Assignment: The listing that follows should be duplicated character for character.

-------------------------

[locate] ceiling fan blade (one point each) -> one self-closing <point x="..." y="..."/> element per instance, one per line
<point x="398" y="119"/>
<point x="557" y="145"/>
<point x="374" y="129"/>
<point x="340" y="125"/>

-------------------------

Reply to the task:
[locate] ceiling fan blade (one point each) -> one self-closing <point x="..." y="..."/> element per instance, one per line
<point x="398" y="119"/>
<point x="557" y="145"/>
<point x="374" y="129"/>
<point x="340" y="125"/>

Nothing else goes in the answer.